[begin EXTRACTED TEXT]
Throughout the year, and the first two terms, Constellation was the main academic source of my learning. My two Constellation study groups, Smells Like Teen Spirit and After Modernism both opened my mind too different ways of looking at art and culture. And the weekly keynotes left me thinking about ideas and society long after the session was over.

In Smells Like Teen Spirit: Subcultures and Street Style, I was taught to not only read between the lines, but to take face values as fact. Within these weekly study groups I was also taught how to read academic texts, pull apart the most relevant opinions and fact, and then work them into my own essays. Before this study group I had no idea how to quote or reference, so being able to do this weekly made all the difference to my learning. This study group touched on something that interested me, I love learning about fashion, style, and subcultures. In the first few weeks we looked deeper into the meanings surrounding Goth. I had looked into Goth fashion before but I had never taken the time to really think about why these elements make up a style, and why people are drawn into it.
[end EXTRACTED TEXT]
[begin GIVEN INFORMATION]
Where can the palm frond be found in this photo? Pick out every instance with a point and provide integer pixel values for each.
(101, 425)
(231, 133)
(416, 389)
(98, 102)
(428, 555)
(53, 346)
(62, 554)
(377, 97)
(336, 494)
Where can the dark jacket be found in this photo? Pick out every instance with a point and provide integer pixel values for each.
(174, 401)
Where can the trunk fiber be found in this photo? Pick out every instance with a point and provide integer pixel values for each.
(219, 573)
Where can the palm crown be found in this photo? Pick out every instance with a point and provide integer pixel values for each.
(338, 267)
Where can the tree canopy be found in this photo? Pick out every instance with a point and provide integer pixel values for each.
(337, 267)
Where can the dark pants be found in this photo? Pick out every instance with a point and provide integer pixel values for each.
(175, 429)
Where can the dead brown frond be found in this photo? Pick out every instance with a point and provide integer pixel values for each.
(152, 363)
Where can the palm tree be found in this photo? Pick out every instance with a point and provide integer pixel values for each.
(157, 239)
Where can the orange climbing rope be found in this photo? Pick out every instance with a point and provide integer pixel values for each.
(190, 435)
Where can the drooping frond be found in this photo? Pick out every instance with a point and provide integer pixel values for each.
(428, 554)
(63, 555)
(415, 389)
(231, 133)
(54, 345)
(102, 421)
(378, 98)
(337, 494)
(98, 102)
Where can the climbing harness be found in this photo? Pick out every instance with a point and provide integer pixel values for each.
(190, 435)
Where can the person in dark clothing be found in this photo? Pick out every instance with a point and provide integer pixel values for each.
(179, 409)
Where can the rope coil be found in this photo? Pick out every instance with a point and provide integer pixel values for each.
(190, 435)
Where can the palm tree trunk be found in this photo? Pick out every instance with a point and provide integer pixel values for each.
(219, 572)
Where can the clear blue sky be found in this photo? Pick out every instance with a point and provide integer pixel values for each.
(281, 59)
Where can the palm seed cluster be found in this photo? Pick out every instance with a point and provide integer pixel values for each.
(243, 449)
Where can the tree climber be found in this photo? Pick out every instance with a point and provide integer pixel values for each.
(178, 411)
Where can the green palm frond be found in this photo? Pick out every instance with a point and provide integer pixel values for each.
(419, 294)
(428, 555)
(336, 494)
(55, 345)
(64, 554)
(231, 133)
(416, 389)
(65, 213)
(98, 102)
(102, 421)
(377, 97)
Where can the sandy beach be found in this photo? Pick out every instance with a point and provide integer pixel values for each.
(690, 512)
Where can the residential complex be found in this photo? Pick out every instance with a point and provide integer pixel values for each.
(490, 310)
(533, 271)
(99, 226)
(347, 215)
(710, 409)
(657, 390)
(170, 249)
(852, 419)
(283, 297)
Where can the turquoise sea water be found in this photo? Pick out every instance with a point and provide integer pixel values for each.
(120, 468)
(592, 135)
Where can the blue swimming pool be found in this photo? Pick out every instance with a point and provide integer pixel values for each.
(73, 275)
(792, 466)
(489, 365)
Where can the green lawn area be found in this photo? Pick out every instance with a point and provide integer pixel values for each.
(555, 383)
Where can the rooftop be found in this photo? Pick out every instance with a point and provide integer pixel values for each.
[end GIVEN INFORMATION]
[EXERCISE 1] Do these statements agree with the reflection on Constellation study groups? (a) Before the Smells Like Teen Spirit group, the writer already knew how to quote and reference. (b) The first few weeks of Smells Like Teen Spirit looked into the meanings surrounding Goth. (c) The writer forgot the weekly keynotes as soon as each session ended.
[EXERCISE 2] Can you resume the reflection on Constellation study groups, picking up after its last sentence?

[REPLY 1]
(a) No: "Before this study group I had no idea how to quote or reference"
(b) Yes: "In the first few weeks we looked deeper into the meanings surrounding Goth."
(c) No: "the weekly keynotes left me thinking about ideas and society long after the session was over"

[REPLY 2]
Having weekly reading has really helped my understanding of texts, lectures, and theorists. I struggle to read and write and it takes a little longer for information to process on the first reading, so being able to spend a week rereading, annotating, and paraphrasing really helped with my preparation for the formative assessment. What I also really enjoyed about this study group was the time Cath took during to go over the texts during the study group and if we had any questions or quires she was right there to help out with understanding. It also takes me a little longer to process whats being said but during the lessons she would take time to go over everything properly and was happy to take questions, even if she had to go over something more than once.

For my formative assessment Cath spent a whole study group going over how to reference, quote, and what was expected for the final essay. She also ran a Keynote lecture which helped the information sink in fully. When it came to making the essay and giving feedback she gave me great advice and tips for extending this essay into summative.

For my second study group I picked After Modernism, which is a very fine art based group. Throughout the eight weeks we looked into contemporary art, consumerism, and expressionism, to mention a few. My favourite study group week was the Fluxus group, I had never looked into this from of artist expression and it was amazing to see how anti art shaped and bent the art work. I enjoyed every study group because I love being able to share my personal opinion about art. The great thing about this study group was that there was no right or wrong answer when talking about art, its all personal and there is no right and wrong with personal experiences.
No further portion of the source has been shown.